Provided text:
_ _ _ _ _ _ _
This course, which is taught in English, will introduce students to Latin American modern literature by exploring a wide variety of works by twentieth-century and contemporary male and female writers who expanded, renewed and questioned the possibilities of narrative forms and genres in an effort to redefine inherited notions of “realism.” Some of the topics to be discussed include the modernization and internationalization of Latin American literature; the changing relation between authors and the market; the politics of translation of Latin American literature; the place of literature in a global age, among others. The authors to be read and discussed include Jorge Luis Borges, Felisberto Hernández, Silvina Ocampo, Clarice Lispector, Mario Bellatin, and Samanta Schweblin, among others.

The course will be conducted as a seminar, which means that active and regular participation in class discussions is essential and expected.

CA 1, CA 4-Int.
_ _ _ _ _ _ _
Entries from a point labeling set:
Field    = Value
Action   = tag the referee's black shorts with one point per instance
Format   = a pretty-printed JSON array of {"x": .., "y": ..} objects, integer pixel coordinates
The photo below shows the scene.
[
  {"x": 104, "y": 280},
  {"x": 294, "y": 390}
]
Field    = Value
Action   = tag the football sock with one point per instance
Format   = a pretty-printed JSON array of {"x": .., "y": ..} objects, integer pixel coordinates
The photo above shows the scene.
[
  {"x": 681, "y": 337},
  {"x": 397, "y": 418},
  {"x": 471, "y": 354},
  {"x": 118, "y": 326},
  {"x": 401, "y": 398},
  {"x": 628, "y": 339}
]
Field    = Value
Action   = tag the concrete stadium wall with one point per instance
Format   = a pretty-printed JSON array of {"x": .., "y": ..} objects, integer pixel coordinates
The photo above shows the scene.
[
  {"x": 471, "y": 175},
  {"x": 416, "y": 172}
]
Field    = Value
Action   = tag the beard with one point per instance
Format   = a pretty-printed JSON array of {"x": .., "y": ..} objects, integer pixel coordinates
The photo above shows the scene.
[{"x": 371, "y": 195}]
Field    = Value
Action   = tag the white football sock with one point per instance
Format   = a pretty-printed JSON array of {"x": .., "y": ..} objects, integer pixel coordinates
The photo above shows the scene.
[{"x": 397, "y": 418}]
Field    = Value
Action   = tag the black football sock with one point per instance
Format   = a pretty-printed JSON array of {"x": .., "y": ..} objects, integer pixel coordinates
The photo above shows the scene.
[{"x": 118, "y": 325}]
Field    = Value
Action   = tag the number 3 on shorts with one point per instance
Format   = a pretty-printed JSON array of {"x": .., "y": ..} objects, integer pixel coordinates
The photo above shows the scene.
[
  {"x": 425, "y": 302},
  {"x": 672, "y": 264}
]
_ _ _ _ _ _ _
Challenge:
Can you sum up the course description in two sentences?

Full solution:
Taught in English, the course introduces students to Latin American modern literature through twentieth-century and contemporary male and female writers, including Jorge Luis Borges, Clarice Lispector, and Samanta Schweblin, who expanded, renewed, and questioned narrative forms and genres to redefine inherited notions of "realism." Its topics include the modernization and internationalization of Latin American literature, the changing relation between authors and the market, the politics of translation, and the place of literature in a global age, and it is conducted as a seminar in which active and regular participation is essential.